Required task >> Edit the data from the line containing "Practice. Put a dot on the circular" through the line containing "Practice. Put a dot on the stone church" by replacing "photo" with "image", leaving everything else unchanged, and return only those lines.

Material >>
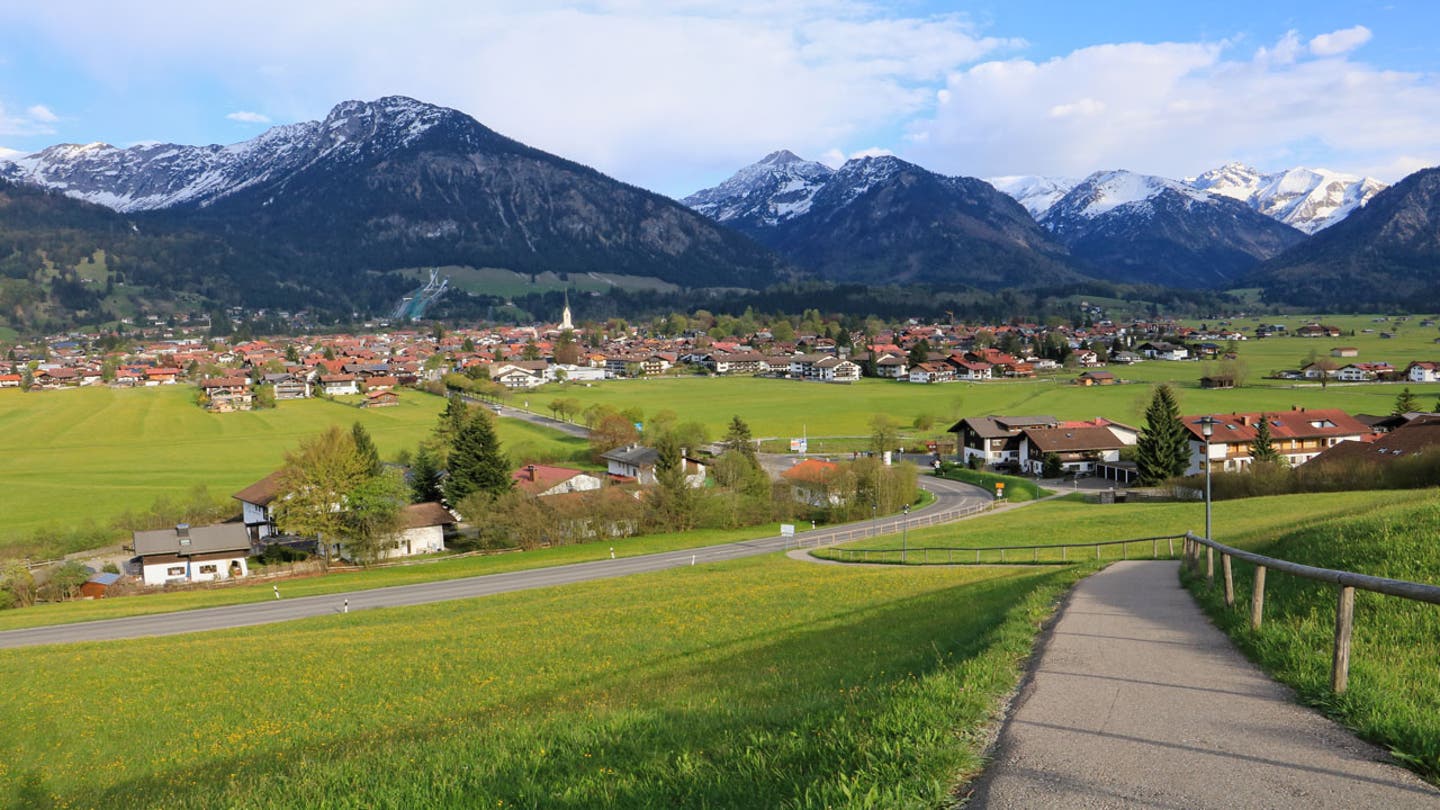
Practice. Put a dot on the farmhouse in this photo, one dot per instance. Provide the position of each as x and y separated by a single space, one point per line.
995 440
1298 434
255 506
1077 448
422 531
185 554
--
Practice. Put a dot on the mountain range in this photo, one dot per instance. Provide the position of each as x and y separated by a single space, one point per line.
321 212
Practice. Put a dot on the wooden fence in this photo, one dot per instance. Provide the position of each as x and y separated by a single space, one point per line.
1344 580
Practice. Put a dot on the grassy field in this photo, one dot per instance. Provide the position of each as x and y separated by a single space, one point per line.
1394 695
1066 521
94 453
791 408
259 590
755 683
--
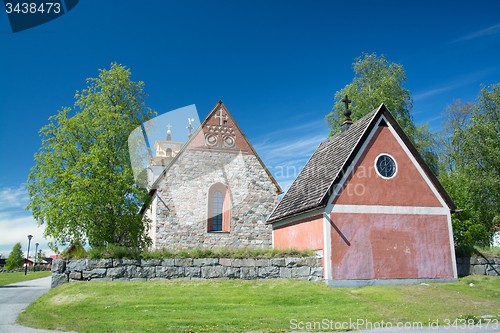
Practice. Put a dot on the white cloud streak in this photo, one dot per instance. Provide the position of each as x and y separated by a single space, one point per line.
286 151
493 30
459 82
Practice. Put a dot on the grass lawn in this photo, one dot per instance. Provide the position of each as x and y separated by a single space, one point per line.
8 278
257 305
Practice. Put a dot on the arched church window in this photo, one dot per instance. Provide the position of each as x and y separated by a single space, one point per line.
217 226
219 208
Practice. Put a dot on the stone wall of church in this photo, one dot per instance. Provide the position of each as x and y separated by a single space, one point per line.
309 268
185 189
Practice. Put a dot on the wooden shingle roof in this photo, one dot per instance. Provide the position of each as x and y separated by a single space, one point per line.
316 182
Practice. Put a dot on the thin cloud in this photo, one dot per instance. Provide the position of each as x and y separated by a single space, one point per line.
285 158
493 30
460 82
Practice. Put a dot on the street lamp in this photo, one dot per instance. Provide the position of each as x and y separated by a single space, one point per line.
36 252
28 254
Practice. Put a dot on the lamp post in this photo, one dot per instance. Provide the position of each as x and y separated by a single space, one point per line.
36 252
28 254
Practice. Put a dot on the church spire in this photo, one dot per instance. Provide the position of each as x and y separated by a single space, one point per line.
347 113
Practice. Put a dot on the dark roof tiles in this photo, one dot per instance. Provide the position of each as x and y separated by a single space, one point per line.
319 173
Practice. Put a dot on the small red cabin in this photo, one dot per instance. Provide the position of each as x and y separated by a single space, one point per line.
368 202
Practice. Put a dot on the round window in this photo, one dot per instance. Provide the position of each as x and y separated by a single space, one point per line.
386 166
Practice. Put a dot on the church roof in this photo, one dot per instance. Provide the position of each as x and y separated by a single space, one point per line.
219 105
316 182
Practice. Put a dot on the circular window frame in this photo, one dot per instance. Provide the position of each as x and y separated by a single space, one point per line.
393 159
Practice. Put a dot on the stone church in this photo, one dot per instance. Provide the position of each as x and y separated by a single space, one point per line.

Response to this exercise >>
Practice. Put a dot on the circular window frame in this image, one dot per instance. Provide the position of each as x and y separated by a single space, one point per line.
393 159
Practice. Put a dot on the stone church in this image, one dot per instance. Provide the position of each as x and y separated by a single space, one point per line.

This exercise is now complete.